* **Text provided**

Church of the Covenant
Boston, MA
2000

LENT PROJECT CHALLENGED PARISHIONERS

Rev. Richard Spalding of the Church of the Covenant in Back Bay says his congregation of 250 takes pride in fresh ways of thinking. Still, nobody really knew what they were in for when flamboyant artist Michael Dowling was asked to lead them in development of a public installation for the observance of Lent.

"Someone in the congregation suggested we should bring in photographs and clippings and do a collage," says Dowling. "I said, `Well, that's an arts and crafts project. Do we want to do that or do we want to make a piece about transcendence?' They did, but I'm speaking the language of art and they are speaking another language. So part of it was we had to learn a language together first, and then speak in that language as a community. Dowling, best known for his annual Medicine Wheel installation at the Boston Cyclorama to honor AIDS victims, rarely does anything small. The final plan involved many new experiences unusual to church members, such as a fire pit on Newbury Street where members of the congregation brought tree branches to be blackened and later covered with gold leaf, and performance art-like services where a gilded tree was carried through the church aisle on Ash Wednesday and hung above the altar.

"We think of people on the receiving end of art as being an audience," says Spalding, "and mostly I think the job description of an audience is to be pretty passive. Well, a congregation is not an audience, they are participants. So that's what links it to performance art. Everything we did was designed to grab people by the lapel and pull them in. We knew there would be a certain amount of resistance, and there were a few angry people for a while, but their anger ended up blossoming into a much larger conversation, a lot of it happening through e-mails between everybody."

Church members all participated in bringing the branches for Lent, and about 65 volunteers spent long hours varnishing the branches and then covering them with the tissue-paper-thin sheets of gold leaf. The branches were eventually hung in the doorway of the church.

* **Data extracts**

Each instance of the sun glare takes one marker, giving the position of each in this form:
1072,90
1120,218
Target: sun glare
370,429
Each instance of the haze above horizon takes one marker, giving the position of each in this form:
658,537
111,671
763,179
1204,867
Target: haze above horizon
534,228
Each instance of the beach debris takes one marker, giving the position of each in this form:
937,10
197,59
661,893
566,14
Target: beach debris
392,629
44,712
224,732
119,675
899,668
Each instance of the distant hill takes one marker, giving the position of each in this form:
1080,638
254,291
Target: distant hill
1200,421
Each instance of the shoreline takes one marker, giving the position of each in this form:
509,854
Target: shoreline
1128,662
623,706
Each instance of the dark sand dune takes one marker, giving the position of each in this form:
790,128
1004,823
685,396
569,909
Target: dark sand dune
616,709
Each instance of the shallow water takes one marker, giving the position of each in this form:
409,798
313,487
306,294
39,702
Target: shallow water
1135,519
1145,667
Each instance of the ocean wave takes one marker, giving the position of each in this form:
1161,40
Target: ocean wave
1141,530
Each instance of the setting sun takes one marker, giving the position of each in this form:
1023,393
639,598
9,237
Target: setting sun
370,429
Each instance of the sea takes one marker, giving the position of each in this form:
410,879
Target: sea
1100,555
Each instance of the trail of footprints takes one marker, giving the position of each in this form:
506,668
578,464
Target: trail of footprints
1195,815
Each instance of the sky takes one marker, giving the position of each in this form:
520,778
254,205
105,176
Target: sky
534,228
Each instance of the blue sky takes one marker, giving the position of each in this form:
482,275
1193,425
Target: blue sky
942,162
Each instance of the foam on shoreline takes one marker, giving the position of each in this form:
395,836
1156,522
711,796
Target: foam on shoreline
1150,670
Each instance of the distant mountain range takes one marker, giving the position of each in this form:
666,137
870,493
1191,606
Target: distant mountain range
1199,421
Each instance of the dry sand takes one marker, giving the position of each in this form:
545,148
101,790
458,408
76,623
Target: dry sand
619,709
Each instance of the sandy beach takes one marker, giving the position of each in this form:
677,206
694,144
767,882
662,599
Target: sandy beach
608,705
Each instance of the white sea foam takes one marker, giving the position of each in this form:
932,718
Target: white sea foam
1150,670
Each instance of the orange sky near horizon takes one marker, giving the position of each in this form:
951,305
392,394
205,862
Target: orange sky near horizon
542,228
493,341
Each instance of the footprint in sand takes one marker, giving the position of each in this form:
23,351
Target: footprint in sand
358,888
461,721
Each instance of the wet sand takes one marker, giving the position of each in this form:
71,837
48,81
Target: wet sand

* **Exercise directions**
Give the passage of the Lent project text that begins with "LENT PROJECT CHALLENGED" and ends with "observance of Lent." again, swapping "flamboyant" for "colorful". The records are separate material and are not part of the Lent project text.

* **Answer to this problem**
LENT PROJECT CHALLENGED PARISHIONERS

Rev. Richard Spalding of the Church of the Covenant in Back Bay says his congregation of 250 takes pride in fresh ways of thinking. Still, nobody really knew what they were in for when colorful artist Michael Dowling was asked to lead them in development of a public installation for the observance of Lent.